Website: Seanan McGuire
Excerpts from the interview:
‘‘My family was extraordinarily poor when I was growing up. My mom would go to flea markets and yard sales and just come home with boxes of random books: what she could afford, and what I liked to read. The only restrictions placed on my reading were that I couldn’t read Heinlein because she’d heard he was dirty, and I couldn’t read King because she’d heard he was scary. I snuck some Heinlein and thought it was boring (I was about eight), and I snuck some King and decided that was the best thing ever!
‘‘I realized I could be a writer because of Stephen King – he likes to write about authors, and they write books! I was like, ‘Wait – people write books?’ I hadn’t really put that together before. (I thought they grew on trees. I was a very odd small child.) At that point, I decided that I was going to be either an author or the Despotic Princess of Halloween Town. Both of these goals were very firm. I started writing pretty much immediately. Most of my early books were very, very bad, but they were at least ten pages long, which for an eight-year-old is hugely impressive. And then I just didn’t stop.”
…
“Toby Daye is a sort of Faerie PI. I’m really not a private-eye fan, but taking the human world and the Faerie world and knocking them together (where Faerie is a feudalistic society with these very regimented courts), I needed to have a character that could move easily between those worlds. A lot of 1980s horror shows were centered around people investigating things. And I like research, I like looking for things. I’ve had people criticize the fact that Toby is really not a very good detective, but I’ve never said she was a good detective – she’s a terrible detective! She’s just one of the only people willing to do the job.
‘‘I am always one book from the exit. If book seven is the last, it would not be the exit I want, but it would be solid enough as an ending that I would be satisfied. I’ve been putting in bits and pieces to tell you what’s to come since the title of Rosemary and Rue – there is actually a large clue there to what happens in book eight. (I’ve only had three people pick it up, but it can be done!) Part of it is that I am doing some things that are very complicated, and part is that I never want you to feel betrayed. The pieces are all there. Aside from my overall outline, I have a very ornate character wiki which projects certain things, like, ‘After X happens, Y can happen.’ ”

WHAT TO WORK ON:
(A) Rewrite the part of the Seanan McGuire interview excerpts that opens with the words containing "Website: Seanan McGuire" and closes with "best thing ever!", changing "flea markets" to "thrift stores".
(B) Answer these questions from the Seanan McGuire interview excerpts:
(i) Which author was the speaker not allowed to read because the speaker's mother had heard he was scary?
(ii) How many pages long, at least, were the speaker's early books?
(iii) The title of Rosemary and Rue holds a large clue to what happens in which book?
(C) Write a continuation of the Seanan McGuire interview excerpts, starting after their final sentence.

Natural-language object grounding data:
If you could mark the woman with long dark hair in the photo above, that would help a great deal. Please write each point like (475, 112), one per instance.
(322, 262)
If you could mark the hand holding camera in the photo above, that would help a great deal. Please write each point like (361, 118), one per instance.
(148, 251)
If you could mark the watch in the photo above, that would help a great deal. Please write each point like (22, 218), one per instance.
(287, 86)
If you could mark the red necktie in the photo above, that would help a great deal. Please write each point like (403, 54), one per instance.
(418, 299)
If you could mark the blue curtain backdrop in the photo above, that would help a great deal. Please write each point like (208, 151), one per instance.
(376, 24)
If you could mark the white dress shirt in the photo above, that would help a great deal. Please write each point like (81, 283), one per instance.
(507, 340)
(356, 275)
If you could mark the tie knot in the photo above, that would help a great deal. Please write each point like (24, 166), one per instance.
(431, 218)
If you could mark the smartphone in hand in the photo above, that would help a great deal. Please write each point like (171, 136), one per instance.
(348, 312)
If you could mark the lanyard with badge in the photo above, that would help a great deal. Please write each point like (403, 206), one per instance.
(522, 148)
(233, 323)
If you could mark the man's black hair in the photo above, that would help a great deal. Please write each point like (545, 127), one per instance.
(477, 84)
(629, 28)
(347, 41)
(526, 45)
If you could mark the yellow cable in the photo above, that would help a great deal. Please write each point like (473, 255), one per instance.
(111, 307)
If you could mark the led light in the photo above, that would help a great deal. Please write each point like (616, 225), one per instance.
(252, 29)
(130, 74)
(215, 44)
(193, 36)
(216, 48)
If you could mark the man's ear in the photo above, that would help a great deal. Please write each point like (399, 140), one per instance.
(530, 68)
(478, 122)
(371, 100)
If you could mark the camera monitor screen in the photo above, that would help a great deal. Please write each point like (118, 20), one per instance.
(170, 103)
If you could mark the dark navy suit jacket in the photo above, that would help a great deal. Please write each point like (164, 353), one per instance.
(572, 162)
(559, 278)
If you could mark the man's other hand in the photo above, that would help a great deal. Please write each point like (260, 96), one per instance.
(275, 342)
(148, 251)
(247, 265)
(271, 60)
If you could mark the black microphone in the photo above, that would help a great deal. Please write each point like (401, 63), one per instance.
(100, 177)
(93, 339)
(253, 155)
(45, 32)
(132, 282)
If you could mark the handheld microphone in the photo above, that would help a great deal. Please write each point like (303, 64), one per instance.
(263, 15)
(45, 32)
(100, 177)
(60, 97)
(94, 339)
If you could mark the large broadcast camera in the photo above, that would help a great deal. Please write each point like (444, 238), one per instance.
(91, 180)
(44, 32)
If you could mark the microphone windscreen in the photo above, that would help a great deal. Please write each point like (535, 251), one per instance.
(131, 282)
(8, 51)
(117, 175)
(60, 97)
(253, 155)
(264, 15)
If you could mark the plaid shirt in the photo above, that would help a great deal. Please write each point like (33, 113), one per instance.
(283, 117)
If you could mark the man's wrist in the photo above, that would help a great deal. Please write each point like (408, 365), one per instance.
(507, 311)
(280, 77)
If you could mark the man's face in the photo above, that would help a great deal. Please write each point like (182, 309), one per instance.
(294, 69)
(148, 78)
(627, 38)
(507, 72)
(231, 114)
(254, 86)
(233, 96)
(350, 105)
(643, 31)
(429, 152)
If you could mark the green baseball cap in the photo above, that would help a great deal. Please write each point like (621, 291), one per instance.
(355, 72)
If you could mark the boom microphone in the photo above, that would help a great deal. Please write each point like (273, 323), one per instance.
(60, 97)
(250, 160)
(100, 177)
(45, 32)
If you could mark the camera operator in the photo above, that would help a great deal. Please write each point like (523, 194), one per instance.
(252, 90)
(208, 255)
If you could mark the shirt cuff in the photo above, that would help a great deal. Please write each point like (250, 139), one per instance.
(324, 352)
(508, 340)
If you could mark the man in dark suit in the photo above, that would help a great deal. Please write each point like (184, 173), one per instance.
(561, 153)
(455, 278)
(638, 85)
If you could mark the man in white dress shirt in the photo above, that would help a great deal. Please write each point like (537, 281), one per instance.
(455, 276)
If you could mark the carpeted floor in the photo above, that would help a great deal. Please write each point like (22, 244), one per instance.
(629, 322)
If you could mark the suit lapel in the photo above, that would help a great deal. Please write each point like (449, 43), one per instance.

RESULTS FOR THE EXERCISE:
(A)
Website: Seanan McGuire
Excerpts from the interview:
‘‘My family was extraordinarily poor when I was growing up. My mom would go to thrift stores and yard sales and just come home with boxes of random books: what she could afford, and what I liked to read. The only restrictions placed on my reading were that I couldn’t read Heinlein because she’d heard he was dirty, and I couldn’t read King because she’d heard he was scary. I snuck some Heinlein and thought it was boring (I was about eight), and I snuck some King and decided that was the best thing ever!

(B)
(i) Stephen King
(ii) Ten pages
(iii) Book eight

(C)
…
‘‘The [Mira Grant] series began with Feed. When I try to explain it, I say it’s Transmetropolitan meets The West Wing meets Resident Evil, and this is not inaccurate. I’m fascinated by zombie stories where, in order for them to work, you must have never heard of zombies before. (That is no longer believable for me, unless you want to explicitly set your story in 1972.) I wrote my book before the current zombie craze, but when Orbit announced it I did get a couple of folks going, ‘Oh god, another zombie novel. It must have just been pounded out.’ To which I say, ‘It’s 150,000 words long! What do you think I am? Apparently, you think I have superpowers.’
…
“My new series InCryptid, starting with Discount Armageddon, is about the kind of characters I’ve been dealing with for a long time, but it’s also about cryptozoology and this big, crazy-ass family. The premise of InCryptid is: until about five generations ago, the Price family belonged to a globe-spanning organization of monster-hunters called the Covenant of St. George, whose basic mission statement is, ‘If it wasn’t on the Ark, kill it.’ But do we really know what was on the Ark? That’s part of the problem…”
…
“I’m very tired. I’m working a full-time day job, putting out three books a year (and we’re trying to go to four). At any given time, I’m writing books in three to five different series, because that’s how I detox myself – when I get too stressed out with Toby, I go and work on InCryptid for a while, and when that becomes stressful I go and write a YA novel or a romantic comedy or something. I have three cats, I have a comic strip, I do short fiction, and I do filk. I need a nap.”